Task item —
Repeat each entry exactly. Drop every image.

── Dataset content

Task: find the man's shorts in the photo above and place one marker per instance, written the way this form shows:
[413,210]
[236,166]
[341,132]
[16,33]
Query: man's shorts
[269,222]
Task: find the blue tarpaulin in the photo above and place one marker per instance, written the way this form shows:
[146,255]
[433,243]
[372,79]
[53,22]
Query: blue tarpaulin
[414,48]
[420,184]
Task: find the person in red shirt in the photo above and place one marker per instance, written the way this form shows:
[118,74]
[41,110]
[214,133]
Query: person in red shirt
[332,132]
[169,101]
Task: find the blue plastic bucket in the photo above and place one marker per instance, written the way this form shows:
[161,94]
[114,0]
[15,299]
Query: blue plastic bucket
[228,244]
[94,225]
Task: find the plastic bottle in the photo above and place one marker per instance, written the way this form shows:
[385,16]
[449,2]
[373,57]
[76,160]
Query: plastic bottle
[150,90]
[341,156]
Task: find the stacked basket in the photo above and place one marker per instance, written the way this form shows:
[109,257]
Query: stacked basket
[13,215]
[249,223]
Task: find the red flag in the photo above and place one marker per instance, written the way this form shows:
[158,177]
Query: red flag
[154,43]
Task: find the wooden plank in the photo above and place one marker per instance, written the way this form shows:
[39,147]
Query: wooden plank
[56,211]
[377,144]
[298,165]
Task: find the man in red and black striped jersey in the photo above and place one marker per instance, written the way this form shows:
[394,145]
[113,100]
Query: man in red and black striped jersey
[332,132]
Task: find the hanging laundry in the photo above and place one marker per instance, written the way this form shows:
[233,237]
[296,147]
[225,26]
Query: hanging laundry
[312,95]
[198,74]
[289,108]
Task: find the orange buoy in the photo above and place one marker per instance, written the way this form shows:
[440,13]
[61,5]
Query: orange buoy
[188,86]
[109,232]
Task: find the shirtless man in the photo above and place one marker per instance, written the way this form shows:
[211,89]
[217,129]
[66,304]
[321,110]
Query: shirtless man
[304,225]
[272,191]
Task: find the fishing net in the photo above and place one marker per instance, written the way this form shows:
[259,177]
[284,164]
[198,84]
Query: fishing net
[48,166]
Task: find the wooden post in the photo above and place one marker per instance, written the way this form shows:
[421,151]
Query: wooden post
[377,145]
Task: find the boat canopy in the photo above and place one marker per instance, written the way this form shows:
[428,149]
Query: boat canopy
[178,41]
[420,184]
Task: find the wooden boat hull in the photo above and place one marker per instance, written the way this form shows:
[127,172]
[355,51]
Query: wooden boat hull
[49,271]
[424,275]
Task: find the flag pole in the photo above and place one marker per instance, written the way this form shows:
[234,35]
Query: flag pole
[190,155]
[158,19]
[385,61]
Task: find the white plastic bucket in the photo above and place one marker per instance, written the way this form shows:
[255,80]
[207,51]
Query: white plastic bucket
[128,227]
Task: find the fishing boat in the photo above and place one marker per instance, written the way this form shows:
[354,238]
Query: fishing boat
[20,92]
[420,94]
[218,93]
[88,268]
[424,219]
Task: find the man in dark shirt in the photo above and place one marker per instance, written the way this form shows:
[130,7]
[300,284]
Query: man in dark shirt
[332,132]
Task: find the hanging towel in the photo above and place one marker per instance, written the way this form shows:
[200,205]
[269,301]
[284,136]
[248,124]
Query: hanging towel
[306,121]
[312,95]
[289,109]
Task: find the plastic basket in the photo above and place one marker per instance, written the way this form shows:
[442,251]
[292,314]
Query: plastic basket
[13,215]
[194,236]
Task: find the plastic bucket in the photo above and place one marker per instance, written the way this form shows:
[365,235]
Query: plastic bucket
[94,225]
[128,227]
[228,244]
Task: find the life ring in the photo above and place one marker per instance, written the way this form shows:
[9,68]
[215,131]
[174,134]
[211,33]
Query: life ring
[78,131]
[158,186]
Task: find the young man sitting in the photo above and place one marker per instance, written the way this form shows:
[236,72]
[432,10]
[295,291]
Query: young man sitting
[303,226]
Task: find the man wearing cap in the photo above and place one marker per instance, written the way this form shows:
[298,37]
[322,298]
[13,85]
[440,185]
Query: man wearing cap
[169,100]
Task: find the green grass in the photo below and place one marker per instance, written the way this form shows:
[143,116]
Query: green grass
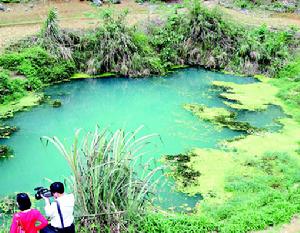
[109,192]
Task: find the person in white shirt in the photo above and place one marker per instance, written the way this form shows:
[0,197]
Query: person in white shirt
[64,223]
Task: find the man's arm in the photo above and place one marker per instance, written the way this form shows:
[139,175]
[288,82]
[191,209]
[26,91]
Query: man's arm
[49,210]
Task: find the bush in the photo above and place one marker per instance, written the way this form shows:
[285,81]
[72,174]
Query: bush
[38,66]
[109,192]
[10,90]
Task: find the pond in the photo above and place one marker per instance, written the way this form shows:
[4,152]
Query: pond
[156,103]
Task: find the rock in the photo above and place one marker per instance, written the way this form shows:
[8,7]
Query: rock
[2,7]
[98,2]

────

Task answer —
Task: find the man's shorts in the photo above and place one marker per instance, written the way this form shows:
[413,210]
[236,166]
[341,132]
[16,33]
Query: man's shorts
[269,222]
Task: find the blue tarpaulin in the photo above and place one marker per instance, written the way this form shows:
[146,255]
[433,243]
[372,79]
[53,22]
Query: blue tarpaulin
[414,48]
[420,184]
Task: find the person in red shirt in the photo above and place one marker per instance, written the way this form shows:
[118,74]
[41,110]
[214,133]
Query: person in red shirt
[332,132]
[169,101]
Task: find the blue plastic bucket in the photo above and place one marker per instance, written the way this form shows:
[161,94]
[114,0]
[15,299]
Query: blue plastic bucket
[228,244]
[94,225]
Task: find the plastic bottle in the photo above and place one marker per instance, written the way this form shows:
[385,16]
[449,2]
[373,57]
[76,160]
Query: plastic bottle
[150,90]
[341,156]
Task: find the stacked basket in the photo above and place one marker per instance, written the way this form shows:
[109,257]
Query: stacked basket
[13,215]
[249,223]
Task: find the red flag in the photo above and place one marker per instance, written the way this form shows:
[158,177]
Query: red flag
[154,43]
Task: find the wooden plank in the photo above and place one marker per instance, written the way this form shows:
[39,147]
Query: wooden plank
[56,211]
[377,144]
[298,165]
Task: find the man in red and black striped jersey in the photo above and place one marker per instance, written the way this form shows:
[394,145]
[113,100]
Query: man in red and black striped jersey
[332,132]
Task: find the hanging laundry in the photo above and place one marker per instance, written the way this form shows:
[233,237]
[296,147]
[225,26]
Query: hanging laundry
[312,95]
[198,74]
[289,108]
Task: find the orange buoy in the photo above and place one marker per instance, written the way this form shows:
[440,13]
[61,5]
Query: orange buoy
[188,86]
[109,232]
Task: find the shirtless man in the photo above and place one marker per instance, written the way this form shows:
[211,89]
[217,129]
[66,304]
[321,110]
Query: shirtless man
[304,225]
[272,191]
Task: find the fishing net in the photo above and place one marker per instance, written the way this form shows:
[259,177]
[284,164]
[198,84]
Query: fishing net
[48,166]
Task: find the wooden post in the photo above and place one marker per instance, written the way this form shows:
[421,151]
Query: wooden post
[377,145]
Task: find the boat canopy in the photo above and place one marker per instance, written the way this form shows:
[428,149]
Query: boat canopy
[178,41]
[420,184]
Task: find the wooden boat hull in the photo above and place one marker per instance, written the way this form shows:
[127,172]
[355,51]
Query: wooden boat hull
[49,271]
[424,275]
Task: find the flag pole in the photo above and place one marker per instance, written the way this form shows:
[234,35]
Query: flag pole
[190,155]
[158,19]
[385,61]
Task: find the white plastic bucket in the photo above and place one marker per instance, written the way this form shows:
[255,80]
[207,51]
Query: white plastic bucket
[128,227]
Task: find the fishing boat in the photo above and place one marker per instance, written the way this form shows:
[354,238]
Query: fishing boat
[20,92]
[420,94]
[218,93]
[88,268]
[424,219]
Task: find the man in dark shirt in the photo above and place one marker per instance, written the way this form shows:
[130,7]
[300,284]
Query: man in dark shirt
[332,132]
Task: find the hanging towel in the photo above and place one marker per instance, written the way this form shows:
[200,205]
[269,301]
[284,136]
[248,124]
Query: hanging towel
[306,121]
[312,95]
[289,109]
Task: find the plastic basket in the photo above and place one marker per instance, written the way this form shows:
[442,251]
[292,314]
Query: plastic basket
[13,215]
[194,236]
Task: find the plastic bucket in the photo above and place one marker per instance, written the way this form shows:
[365,235]
Query: plastic bucket
[94,225]
[128,227]
[228,244]
Task: find the life ring in the photo above and place one marker per instance, written the way this form shows:
[9,68]
[215,131]
[174,134]
[211,33]
Query: life ring
[78,131]
[158,186]
Task: find the young man sitting in the photo above and place one marker per instance, written the way this form shows:
[236,72]
[432,10]
[295,291]
Query: young man sitting
[303,226]
Task: find the man wearing cap in the photo above and place one marker per instance, written the way this form shows:
[298,37]
[322,298]
[13,85]
[440,185]
Query: man wearing cap
[169,100]
Task: find the green grass in the photo below and place one marker per instance, written the way this form shows:
[143,116]
Query: green grass
[109,192]
Task: find the person in white shirt in the photo above and place one marker per instance, written the way this form shows:
[0,197]
Query: person in white shirt
[64,223]
Task: find the man's arm in the photo above and place one marker per instance, written the way this form shows:
[139,175]
[288,82]
[191,209]
[26,91]
Query: man's arm
[49,210]
Task: find the bush in the photo above and place one marker per instance, written the way this form shows:
[285,81]
[72,174]
Query: bush
[38,66]
[109,192]
[10,90]
Task: find the pond in the photo above and place one marker per instance, written the way this form shows:
[4,152]
Query: pond
[156,103]
Task: find the rock in the photo above and place one marker per instance, written the way this form shows:
[8,7]
Query: rock
[2,7]
[98,2]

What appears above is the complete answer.